- AUFGABENSTELLUNG: Kopiere aus dem Forenbeitrag zum Verkauf von Sammlereditionen alles von „- Crysis 2 Nano“ bis hinunter zu „(PC, englische Erstauflage)“ unverändert.

+++ VORLIEGENDER TEXT

# [V] - Verkauf zahlreicher Sammlereditionen und Raritäten



## Alex (4. Februar 2015)

*[V] - Verkauf zahlreicher Sammlereditionen und Raritäten*

Hallo zusammen,

Da mein alter Account (withingames_alex) wegen mehrjähriger Abwesennheit hier nicht mehr existiert, hier zur Verifizierung meiner Person ein Link auf mein Ebay-Bewertungsprofil sowie eine (unvollständige Liste) meiner Spiele bei der OGDB:

eBay-Bewertungsprofil für aschaefer75

OGDB - Sammlung: "Meine Spiele" von Alex


Aus Platzgründen und wegen sukzessiver Umstellung meiner Sammlung auf digitale Distributionen, möchte ich mich neben diversen doppelten Spielen  auch von einigen platzraubenden CE's trennen. Grundsätzlich sind natürlich alle Sachen in absolutem Sammlerzustand und vollständig, allerdings wurde natürlich oftmals der Steam/Uplay/Origin/GfWL-Key schon verwendet - kann man aber dann i.d.R. für ein paar Euros nachkaufen) Hier eine kleine Auswahl:

- Bioshock Collector's Edition (PC, US Erstauflage)
- Bioshock 2 Special Edition Edition (Pc, US Erstauflage)
- Bioshock Infinite - Ultimative Songbird Edition (Pc, dt. Erstauflage)
- Crysis 1 Limited Tin Edition (PC, US Erstauflage)
- Crysis 2 Nano Edition (PC, US Erstauflage)
- The Elder Scrolls Skyrim Collector's Edition (PC, US Erstauflage)
- The Elder Scolls Oblivion Collector's Edition (PC, US Erstauflage)
- Heroes of Might and Magic White Collector's Edition (PC, englische Erstauflage)
- Might and Magic VI: Heroes Limited Collector's Edition (PC, dt. Erstauflage)
- Assassin's Creed 2 - White Edition (PC, dt. Erstauflage)
- Assassin's Creed - Brotherhood Limited Codex Edition (PC, engl. Erstauflage)

++++++
+++ DATENEINTRÄGE

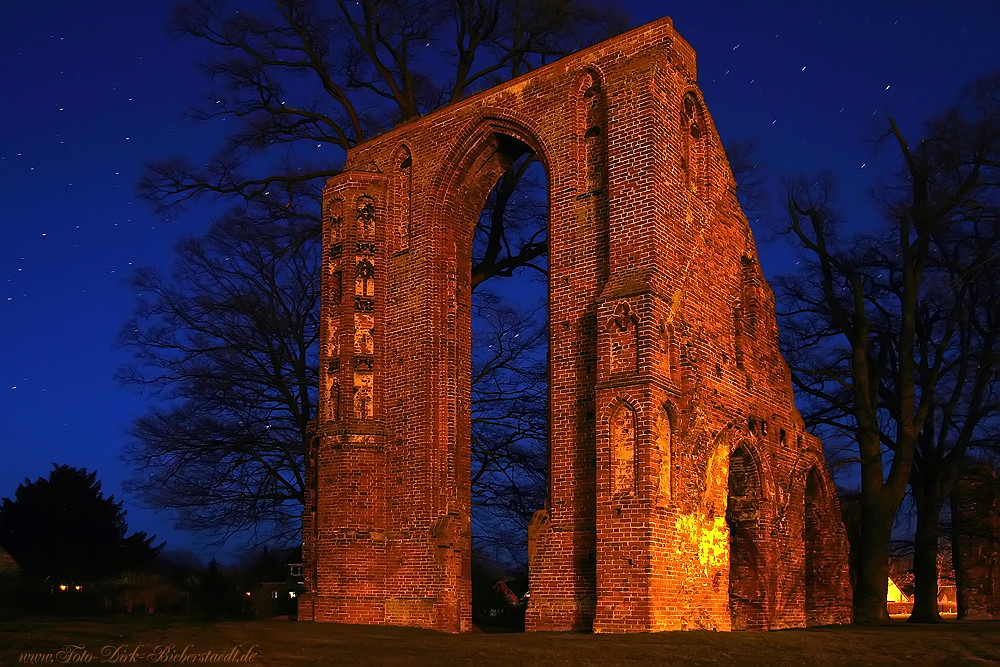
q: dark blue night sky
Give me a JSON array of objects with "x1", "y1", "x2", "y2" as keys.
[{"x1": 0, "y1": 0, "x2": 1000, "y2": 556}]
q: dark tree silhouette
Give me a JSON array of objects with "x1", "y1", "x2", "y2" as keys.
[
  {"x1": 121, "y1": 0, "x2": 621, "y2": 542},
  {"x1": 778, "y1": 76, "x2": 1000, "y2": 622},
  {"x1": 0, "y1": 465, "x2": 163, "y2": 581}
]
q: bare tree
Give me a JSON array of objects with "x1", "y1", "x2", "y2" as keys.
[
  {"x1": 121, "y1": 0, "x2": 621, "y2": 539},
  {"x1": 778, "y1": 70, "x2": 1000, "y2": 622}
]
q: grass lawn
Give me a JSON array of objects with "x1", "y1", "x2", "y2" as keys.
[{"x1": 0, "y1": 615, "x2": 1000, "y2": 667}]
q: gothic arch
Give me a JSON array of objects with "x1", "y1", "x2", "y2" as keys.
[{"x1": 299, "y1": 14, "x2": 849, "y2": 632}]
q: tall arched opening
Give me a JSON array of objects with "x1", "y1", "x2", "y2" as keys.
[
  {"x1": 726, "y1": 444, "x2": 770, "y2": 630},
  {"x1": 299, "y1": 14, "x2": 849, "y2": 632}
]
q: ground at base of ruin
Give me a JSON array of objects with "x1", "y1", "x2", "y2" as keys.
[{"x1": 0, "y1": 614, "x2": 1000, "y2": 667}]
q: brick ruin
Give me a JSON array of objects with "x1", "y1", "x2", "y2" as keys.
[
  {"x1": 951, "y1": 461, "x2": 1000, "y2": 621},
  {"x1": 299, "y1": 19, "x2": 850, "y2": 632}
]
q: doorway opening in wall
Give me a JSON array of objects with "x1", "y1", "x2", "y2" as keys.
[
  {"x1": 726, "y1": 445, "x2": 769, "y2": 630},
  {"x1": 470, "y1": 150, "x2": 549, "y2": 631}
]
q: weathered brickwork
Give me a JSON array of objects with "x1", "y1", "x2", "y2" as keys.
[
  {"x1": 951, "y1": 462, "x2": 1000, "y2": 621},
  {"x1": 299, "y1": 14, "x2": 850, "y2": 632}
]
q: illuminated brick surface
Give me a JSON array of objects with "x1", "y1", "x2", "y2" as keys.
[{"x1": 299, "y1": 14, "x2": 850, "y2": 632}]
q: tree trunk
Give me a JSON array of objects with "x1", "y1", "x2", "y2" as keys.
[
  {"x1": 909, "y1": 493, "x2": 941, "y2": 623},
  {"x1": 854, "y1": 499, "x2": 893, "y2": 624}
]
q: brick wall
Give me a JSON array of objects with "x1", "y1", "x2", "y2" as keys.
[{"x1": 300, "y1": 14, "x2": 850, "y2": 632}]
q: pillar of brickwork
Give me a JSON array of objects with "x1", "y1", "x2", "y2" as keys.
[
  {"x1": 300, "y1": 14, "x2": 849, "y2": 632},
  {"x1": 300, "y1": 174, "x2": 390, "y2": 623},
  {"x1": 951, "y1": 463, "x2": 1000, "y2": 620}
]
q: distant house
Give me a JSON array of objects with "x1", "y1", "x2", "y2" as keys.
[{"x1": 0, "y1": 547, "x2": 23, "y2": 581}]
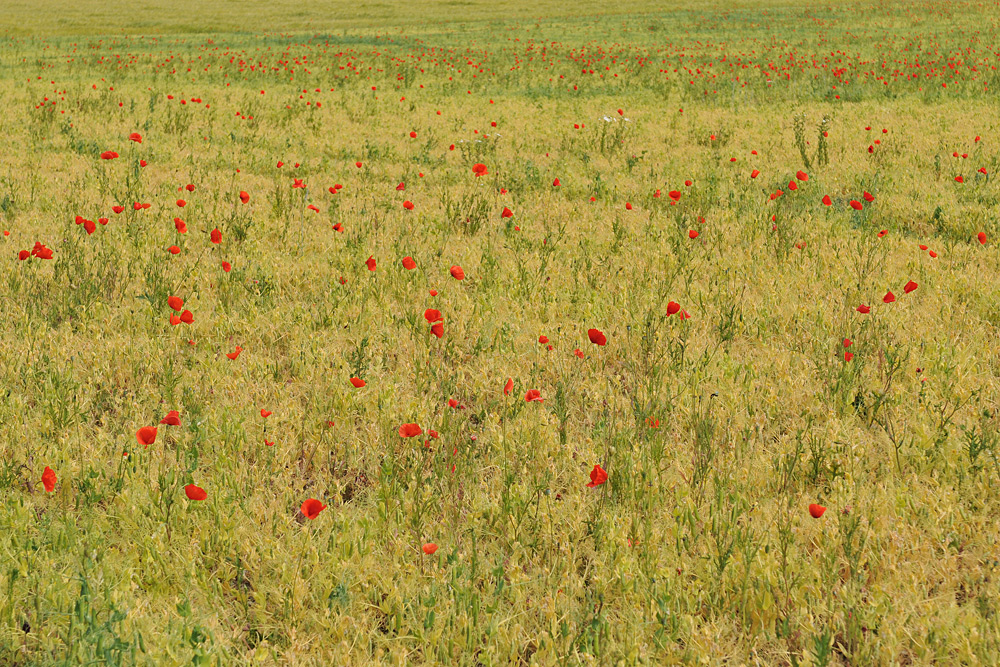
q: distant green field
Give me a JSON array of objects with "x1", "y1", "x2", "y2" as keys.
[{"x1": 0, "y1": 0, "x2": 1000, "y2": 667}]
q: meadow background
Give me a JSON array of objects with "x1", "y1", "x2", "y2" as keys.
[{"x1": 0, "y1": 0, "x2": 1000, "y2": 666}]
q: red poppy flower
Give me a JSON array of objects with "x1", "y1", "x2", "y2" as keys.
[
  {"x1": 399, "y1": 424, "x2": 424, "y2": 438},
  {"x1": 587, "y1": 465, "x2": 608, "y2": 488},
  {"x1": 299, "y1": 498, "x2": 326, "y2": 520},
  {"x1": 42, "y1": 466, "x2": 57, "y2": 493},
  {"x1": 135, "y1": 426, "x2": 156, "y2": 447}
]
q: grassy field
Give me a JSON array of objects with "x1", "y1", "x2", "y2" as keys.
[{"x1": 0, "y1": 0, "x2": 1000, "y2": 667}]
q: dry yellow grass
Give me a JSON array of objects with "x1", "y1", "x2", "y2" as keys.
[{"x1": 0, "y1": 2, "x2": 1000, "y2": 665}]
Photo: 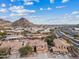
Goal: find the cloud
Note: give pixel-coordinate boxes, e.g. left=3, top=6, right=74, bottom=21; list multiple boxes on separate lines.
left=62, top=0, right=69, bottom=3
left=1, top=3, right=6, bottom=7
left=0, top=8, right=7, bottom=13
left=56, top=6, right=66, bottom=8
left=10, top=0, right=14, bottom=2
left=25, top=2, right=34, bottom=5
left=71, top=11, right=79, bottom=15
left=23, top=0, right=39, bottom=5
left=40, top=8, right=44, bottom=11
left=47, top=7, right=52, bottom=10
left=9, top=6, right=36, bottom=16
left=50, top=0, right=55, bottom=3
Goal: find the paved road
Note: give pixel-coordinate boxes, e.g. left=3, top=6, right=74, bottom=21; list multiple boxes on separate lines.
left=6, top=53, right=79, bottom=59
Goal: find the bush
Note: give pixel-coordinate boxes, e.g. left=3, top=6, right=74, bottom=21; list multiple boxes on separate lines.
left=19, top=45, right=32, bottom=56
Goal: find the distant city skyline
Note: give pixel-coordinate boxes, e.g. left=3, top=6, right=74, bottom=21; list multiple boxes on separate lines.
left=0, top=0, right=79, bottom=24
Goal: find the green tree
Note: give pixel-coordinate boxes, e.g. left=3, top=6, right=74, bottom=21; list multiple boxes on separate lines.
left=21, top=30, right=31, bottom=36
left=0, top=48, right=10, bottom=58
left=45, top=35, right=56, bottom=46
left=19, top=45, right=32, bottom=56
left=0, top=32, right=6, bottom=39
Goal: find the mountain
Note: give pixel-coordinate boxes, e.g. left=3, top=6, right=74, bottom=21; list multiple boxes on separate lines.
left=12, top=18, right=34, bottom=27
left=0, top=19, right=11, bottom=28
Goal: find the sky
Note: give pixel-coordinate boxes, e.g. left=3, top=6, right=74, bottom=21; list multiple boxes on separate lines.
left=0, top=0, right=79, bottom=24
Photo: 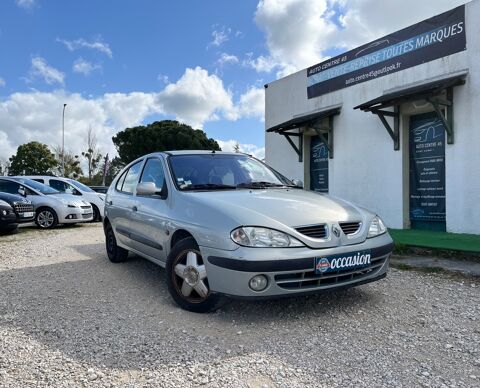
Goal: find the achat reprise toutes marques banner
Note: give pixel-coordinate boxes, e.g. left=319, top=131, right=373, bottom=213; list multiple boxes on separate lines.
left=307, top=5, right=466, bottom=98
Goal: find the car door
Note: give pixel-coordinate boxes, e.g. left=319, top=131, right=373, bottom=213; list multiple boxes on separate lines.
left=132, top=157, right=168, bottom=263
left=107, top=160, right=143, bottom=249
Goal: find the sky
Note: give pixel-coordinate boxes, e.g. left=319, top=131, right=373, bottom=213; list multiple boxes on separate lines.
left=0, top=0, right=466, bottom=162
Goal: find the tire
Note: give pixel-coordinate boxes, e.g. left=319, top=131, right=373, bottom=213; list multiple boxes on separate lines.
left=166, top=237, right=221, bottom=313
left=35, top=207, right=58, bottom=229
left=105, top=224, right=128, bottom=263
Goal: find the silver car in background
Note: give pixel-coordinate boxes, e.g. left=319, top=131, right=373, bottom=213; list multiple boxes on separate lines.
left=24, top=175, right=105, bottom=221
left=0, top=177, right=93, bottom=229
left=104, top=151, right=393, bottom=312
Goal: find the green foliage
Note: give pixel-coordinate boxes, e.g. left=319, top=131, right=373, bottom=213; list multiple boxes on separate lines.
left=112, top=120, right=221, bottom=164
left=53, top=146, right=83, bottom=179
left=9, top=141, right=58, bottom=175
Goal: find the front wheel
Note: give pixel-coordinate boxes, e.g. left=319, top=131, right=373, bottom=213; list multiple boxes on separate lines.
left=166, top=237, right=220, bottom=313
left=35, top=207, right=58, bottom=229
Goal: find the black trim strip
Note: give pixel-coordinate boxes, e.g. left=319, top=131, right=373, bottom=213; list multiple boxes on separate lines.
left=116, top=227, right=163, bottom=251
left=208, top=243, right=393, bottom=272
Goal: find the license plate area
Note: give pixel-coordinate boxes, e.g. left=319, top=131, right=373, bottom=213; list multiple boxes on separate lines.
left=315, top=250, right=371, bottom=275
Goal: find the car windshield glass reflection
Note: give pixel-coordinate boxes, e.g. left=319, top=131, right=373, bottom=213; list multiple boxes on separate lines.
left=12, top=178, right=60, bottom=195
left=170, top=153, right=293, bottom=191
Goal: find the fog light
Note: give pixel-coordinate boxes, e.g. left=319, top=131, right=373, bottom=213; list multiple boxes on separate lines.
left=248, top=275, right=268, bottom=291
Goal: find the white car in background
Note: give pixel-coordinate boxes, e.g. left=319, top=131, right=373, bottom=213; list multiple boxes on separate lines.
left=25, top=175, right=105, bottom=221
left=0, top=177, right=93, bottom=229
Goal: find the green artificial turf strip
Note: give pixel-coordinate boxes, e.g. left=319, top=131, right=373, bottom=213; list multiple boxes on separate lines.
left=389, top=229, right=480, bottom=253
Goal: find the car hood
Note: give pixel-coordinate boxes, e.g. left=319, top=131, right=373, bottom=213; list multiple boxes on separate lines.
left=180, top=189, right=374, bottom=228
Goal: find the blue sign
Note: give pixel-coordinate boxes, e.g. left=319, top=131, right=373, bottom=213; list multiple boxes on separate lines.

++++++

- LÖSUNG:
- Crysis 2 Nano Edition (PC, US Erstauflage)
- The Elder Scrolls Skyrim Collector's Edition (PC, US Erstauflage)
- The Elder Scolls Oblivion Collector's Edition (PC, US Erstauflage)
- Heroes of Might and Magic White Collector's Edition (PC, englische Erstauflage)